• Enunciado:
Indique cuántas de las líneas siguientes contienen la cadena "sofa", teniendo en cuenta las mayúsculas y minúsculas. Responda únicamente con el número.

• Material de trabajo:
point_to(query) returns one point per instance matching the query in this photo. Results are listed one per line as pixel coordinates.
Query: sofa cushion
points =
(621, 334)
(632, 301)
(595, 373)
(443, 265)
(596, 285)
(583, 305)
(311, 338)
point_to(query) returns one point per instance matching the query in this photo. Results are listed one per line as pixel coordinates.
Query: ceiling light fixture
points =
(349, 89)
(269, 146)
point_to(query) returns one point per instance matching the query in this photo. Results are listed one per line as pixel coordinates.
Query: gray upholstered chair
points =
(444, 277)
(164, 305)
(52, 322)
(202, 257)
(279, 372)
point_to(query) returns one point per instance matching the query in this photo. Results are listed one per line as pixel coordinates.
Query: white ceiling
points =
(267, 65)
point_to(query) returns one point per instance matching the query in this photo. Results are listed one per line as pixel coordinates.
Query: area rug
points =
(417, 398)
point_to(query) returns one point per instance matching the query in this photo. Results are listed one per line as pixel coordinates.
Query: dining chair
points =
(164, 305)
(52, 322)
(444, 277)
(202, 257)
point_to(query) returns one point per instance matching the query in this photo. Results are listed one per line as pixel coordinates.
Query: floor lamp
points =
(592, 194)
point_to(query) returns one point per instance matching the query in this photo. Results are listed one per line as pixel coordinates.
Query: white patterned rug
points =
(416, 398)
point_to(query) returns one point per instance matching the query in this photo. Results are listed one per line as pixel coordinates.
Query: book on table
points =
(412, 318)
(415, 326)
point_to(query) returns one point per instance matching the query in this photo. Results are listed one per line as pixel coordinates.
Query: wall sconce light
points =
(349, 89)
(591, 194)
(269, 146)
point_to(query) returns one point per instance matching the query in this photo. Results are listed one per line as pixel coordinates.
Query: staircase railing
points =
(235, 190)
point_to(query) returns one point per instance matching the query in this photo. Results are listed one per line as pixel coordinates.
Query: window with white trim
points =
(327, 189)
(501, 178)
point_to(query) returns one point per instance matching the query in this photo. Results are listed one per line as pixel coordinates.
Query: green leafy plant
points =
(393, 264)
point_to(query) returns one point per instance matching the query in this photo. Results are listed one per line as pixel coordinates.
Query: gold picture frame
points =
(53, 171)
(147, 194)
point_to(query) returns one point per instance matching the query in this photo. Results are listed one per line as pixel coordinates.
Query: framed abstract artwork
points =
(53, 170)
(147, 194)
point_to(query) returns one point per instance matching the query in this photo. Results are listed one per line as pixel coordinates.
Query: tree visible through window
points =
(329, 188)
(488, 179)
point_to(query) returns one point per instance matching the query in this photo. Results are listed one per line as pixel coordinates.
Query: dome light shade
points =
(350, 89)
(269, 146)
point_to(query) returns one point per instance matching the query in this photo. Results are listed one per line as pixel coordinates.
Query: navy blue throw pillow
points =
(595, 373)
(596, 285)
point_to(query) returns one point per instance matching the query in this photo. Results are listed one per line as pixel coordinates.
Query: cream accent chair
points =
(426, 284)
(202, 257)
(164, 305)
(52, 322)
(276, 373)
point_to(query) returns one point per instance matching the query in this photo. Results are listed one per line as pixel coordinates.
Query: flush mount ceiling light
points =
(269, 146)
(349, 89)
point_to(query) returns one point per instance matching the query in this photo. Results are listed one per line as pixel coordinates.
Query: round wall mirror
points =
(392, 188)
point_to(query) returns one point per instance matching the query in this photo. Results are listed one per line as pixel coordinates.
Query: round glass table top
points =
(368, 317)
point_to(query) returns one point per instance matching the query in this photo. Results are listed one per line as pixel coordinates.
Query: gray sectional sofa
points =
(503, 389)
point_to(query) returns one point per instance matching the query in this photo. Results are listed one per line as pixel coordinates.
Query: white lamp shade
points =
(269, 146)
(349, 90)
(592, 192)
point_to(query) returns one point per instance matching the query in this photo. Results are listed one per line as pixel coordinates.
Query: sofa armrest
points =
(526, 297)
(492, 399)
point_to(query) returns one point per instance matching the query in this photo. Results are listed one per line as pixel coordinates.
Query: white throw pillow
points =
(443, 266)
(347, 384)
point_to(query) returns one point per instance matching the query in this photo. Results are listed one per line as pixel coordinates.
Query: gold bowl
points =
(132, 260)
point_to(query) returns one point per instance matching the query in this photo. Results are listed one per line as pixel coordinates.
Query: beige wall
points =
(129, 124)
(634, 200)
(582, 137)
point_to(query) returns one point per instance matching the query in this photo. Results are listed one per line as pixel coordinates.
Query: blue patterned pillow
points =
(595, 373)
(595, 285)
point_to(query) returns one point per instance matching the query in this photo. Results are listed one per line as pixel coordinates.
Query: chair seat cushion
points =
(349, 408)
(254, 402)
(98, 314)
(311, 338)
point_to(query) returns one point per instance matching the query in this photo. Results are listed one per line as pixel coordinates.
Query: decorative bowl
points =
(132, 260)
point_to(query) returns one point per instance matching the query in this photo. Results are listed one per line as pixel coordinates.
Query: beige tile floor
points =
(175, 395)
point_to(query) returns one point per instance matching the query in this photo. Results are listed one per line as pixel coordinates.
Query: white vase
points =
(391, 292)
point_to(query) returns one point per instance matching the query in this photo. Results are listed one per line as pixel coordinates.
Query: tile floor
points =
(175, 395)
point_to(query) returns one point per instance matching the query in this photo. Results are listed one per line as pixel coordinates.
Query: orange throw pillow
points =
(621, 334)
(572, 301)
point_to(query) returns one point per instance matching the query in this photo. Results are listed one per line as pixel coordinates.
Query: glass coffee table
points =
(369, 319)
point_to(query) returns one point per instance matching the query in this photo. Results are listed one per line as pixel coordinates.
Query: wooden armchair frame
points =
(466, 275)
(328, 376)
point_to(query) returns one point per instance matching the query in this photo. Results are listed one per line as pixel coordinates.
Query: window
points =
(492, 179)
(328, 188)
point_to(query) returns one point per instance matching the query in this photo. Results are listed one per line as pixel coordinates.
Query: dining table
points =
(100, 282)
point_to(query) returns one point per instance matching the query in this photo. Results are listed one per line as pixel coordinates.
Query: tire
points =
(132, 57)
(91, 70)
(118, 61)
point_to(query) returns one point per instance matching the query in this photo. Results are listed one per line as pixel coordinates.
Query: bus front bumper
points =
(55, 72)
--
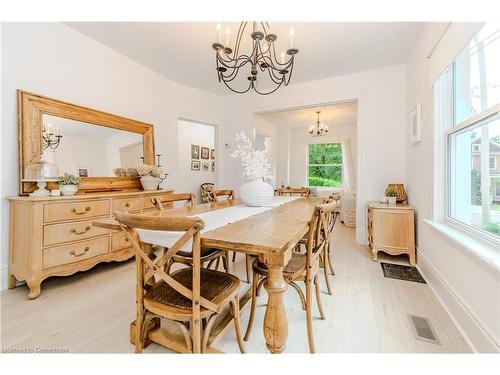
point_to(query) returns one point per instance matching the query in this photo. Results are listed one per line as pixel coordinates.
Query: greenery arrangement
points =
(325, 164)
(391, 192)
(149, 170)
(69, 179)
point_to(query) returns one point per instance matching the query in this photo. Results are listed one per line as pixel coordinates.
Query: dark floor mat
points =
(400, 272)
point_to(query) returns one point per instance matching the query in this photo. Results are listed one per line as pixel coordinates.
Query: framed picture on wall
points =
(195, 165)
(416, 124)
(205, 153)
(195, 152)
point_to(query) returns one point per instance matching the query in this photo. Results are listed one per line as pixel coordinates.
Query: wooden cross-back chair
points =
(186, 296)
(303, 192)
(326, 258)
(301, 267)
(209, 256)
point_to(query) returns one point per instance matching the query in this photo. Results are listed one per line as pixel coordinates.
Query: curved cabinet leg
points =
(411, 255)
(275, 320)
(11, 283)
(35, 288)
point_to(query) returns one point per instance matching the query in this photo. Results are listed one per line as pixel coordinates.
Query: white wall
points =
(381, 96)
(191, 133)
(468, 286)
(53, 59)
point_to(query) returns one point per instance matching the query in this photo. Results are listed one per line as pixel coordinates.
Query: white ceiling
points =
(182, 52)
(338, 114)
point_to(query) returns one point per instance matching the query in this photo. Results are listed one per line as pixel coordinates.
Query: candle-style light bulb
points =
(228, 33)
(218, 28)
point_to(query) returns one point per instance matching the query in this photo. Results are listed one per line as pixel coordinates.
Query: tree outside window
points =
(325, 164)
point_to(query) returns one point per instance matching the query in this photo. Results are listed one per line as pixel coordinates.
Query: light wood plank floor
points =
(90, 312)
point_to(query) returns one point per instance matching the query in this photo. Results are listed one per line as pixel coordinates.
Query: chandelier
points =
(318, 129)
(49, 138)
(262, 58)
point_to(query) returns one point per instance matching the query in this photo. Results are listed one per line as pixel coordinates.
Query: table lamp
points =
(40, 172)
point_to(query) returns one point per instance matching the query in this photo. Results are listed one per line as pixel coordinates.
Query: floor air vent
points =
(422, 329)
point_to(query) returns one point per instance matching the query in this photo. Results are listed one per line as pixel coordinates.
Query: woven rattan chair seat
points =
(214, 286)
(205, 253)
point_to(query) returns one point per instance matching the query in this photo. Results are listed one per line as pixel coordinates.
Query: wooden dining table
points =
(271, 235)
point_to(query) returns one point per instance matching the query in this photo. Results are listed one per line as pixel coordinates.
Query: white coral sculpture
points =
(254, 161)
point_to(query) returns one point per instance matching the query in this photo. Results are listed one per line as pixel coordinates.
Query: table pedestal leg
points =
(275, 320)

• Respuesta:
3